(Dataset excerpts on object pointing)

▬▬▬

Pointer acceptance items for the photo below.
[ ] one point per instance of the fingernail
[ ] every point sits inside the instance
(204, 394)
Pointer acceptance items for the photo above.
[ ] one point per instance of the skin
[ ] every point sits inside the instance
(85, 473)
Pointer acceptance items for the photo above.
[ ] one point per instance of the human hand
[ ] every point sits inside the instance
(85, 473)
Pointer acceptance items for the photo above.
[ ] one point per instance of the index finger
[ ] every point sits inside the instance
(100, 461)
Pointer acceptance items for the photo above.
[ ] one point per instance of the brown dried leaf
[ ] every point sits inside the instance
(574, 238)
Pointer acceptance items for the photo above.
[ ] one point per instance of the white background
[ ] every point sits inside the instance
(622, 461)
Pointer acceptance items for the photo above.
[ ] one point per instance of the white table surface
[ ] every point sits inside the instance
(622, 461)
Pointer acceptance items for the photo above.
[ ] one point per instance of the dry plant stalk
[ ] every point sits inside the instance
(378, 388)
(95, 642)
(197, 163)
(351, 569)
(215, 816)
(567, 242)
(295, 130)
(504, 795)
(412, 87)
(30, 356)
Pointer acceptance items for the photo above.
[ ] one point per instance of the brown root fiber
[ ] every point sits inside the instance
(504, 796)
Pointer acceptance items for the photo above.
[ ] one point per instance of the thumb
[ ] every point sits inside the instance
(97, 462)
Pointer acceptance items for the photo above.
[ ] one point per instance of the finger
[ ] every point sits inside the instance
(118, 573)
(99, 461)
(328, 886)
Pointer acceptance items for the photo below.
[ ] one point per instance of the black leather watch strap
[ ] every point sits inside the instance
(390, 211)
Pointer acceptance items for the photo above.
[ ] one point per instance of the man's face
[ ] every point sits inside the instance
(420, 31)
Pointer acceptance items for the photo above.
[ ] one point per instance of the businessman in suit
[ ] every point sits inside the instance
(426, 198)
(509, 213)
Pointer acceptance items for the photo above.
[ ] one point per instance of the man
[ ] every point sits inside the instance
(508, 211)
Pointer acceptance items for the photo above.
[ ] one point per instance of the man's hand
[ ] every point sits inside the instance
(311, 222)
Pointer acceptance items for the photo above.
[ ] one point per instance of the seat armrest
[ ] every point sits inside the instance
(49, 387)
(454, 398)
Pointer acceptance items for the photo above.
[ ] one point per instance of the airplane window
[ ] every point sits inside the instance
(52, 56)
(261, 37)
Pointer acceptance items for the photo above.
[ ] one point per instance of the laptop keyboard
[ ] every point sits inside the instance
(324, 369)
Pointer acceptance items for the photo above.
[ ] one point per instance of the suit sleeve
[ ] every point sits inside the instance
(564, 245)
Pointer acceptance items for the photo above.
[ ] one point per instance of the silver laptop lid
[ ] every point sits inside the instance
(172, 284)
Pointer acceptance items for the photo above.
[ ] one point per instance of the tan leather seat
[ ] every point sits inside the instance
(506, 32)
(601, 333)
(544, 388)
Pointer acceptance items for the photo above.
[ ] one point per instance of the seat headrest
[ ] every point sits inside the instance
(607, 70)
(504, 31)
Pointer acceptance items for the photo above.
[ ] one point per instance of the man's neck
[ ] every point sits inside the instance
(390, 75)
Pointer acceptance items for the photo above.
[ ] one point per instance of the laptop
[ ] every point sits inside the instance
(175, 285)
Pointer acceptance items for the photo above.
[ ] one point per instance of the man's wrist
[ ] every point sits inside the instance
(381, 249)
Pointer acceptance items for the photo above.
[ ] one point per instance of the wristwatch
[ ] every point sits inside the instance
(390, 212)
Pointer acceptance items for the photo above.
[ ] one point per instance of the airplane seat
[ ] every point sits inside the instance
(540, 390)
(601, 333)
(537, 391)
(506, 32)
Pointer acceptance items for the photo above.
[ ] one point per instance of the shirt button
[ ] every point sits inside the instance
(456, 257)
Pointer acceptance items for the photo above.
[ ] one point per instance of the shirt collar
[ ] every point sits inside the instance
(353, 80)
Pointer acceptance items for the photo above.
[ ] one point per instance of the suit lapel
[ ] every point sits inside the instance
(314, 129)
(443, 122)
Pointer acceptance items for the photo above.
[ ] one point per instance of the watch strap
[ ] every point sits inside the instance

▬▬▬

PROBLEM DESCRIPTION:
Can you restate every record above word for word?

FINAL ANSWER:
Pointer acceptance items for the photo below.
[ ] one point per instance of the fingernail
[ ] every point sits inside the instance
(204, 394)
Pointer acceptance items for the photo above.
[ ] one point per instance of the skin
[ ] every point sits inside the instance
(85, 473)
Pointer acceptance items for the photo above.
[ ] one point per instance of the human hand
[ ] every point sits inside the instance
(85, 473)
Pointer acceptance items for the photo above.
[ ] one point per instance of the index finger
[ ] every point sits inside the instance
(100, 461)
Pointer acceptance items for the photo above.
[ ] one point per instance of the brown dried leaf
[ ] every point sits inside the instance
(574, 238)
Pointer acceptance items for the photo above.
[ ] one point per instance of the white background
[ ] every point sits inside the instance
(622, 461)
Pointer acceptance items for the photo above.
[ ] one point per instance of the white table surface
[ ] every point sits inside the instance
(622, 461)
Pointer acceptance items for the photo above.
[ ] one point per instance of the dry plant stalk
[ ] every point sits inside the instance
(378, 388)
(95, 642)
(197, 163)
(351, 569)
(215, 816)
(567, 242)
(295, 130)
(504, 795)
(412, 87)
(30, 356)
Pointer acceptance items for the photo above.
[ ] one point per instance of the brown root fiber
[ ] every point sits inside the instance
(504, 796)
Pointer acceptance items for the photo above.
[ ] one point per instance of the thumb
[ ] every point sits inside the instance
(97, 462)
Pointer acceptance items for the photo above.
[ ] one point per instance of the finger
[ ] every point sits inside the instance
(118, 573)
(99, 461)
(328, 886)
Pointer acceptance items for the photo below.
[ ] one point per instance of the black leather watch strap
[ ] every point sits inside the instance
(390, 211)
Pointer acceptance items for the photo above.
[ ] one point per instance of the man's face
[ ] every point sits inside the instance
(420, 31)
Pointer acceptance items for the photo above.
[ ] one point per instance of the businessman in suit
[ ] every point sits inside the instance
(426, 198)
(509, 213)
Pointer acceptance items for the photo above.
[ ] one point per instance of the man
[ ] every point sits inside the instance
(508, 211)
Pointer acceptance items for the photo above.
[ ] one point per instance of the man's hand
[ ] every point sits inside the instance
(311, 222)
Pointer acceptance items for the photo above.
[ ] one point per instance of the seat armrest
[ ] every point sits inside the instance
(49, 387)
(454, 398)
Pointer acceptance items for the photo above.
[ ] one point per instance of the airplane window
[ ] every point sits inside the instance
(52, 56)
(261, 37)
Pointer acceptance items for the photo above.
[ ] one point per instance of the laptop keyboard
[ ] every point sits inside the instance
(324, 369)
Pointer acceptance items for the photo above.
[ ] one point per instance of the suit sleeve
[ ] every point sits inside the instance
(564, 245)
Pointer acceptance items for the photo above.
[ ] one point per instance of the silver laptop lid
[ ] every point sits inside the instance
(172, 284)
Pointer acceptance items for the photo above.
[ ] one point per instance of the tan leather seat
[ ] every point sits inside the instance
(506, 32)
(601, 333)
(544, 388)
Pointer acceptance items for the photo above.
[ ] one point per instance of the seat headrest
[ ] every point sits inside the instance
(607, 70)
(504, 31)
Pointer acceptance items for the photo above.
[ ] one point per instance of the man's neck
[ ] every point sits inside the instance
(390, 75)
Pointer acceptance items for the photo above.
[ ] one point per instance of the laptop
[ ] every point sits inside the instance
(175, 285)
Pointer acceptance items for the photo above.
[ ] one point per instance of the man's wrist
[ ] every point sits inside the instance
(381, 249)
Pointer acceptance items for the photo above.
[ ] one point per instance of the wristwatch
[ ] every point sits inside the instance
(390, 212)
Pointer acceptance items for the photo above.
[ ] one point per instance of the airplane seat
[ ] every point sits inside the instance
(540, 390)
(601, 333)
(537, 391)
(506, 32)
Pointer acceptance items for the photo above.
[ ] one point per instance of the shirt button
[ ] every point sits inside the instance
(456, 257)
Pointer acceptance items for the photo above.
[ ] one point per instance of the shirt collar
[ ] every point sits inside the instance
(353, 80)
Pointer acceptance items for the photo above.
[ ] one point per instance of the suit lapel
[ ] every point sits inside the instance
(314, 129)
(443, 122)
Pointer acceptance items for the photo above.
[ ] one point per instance of the watch strap
[ ] every point sits inside the instance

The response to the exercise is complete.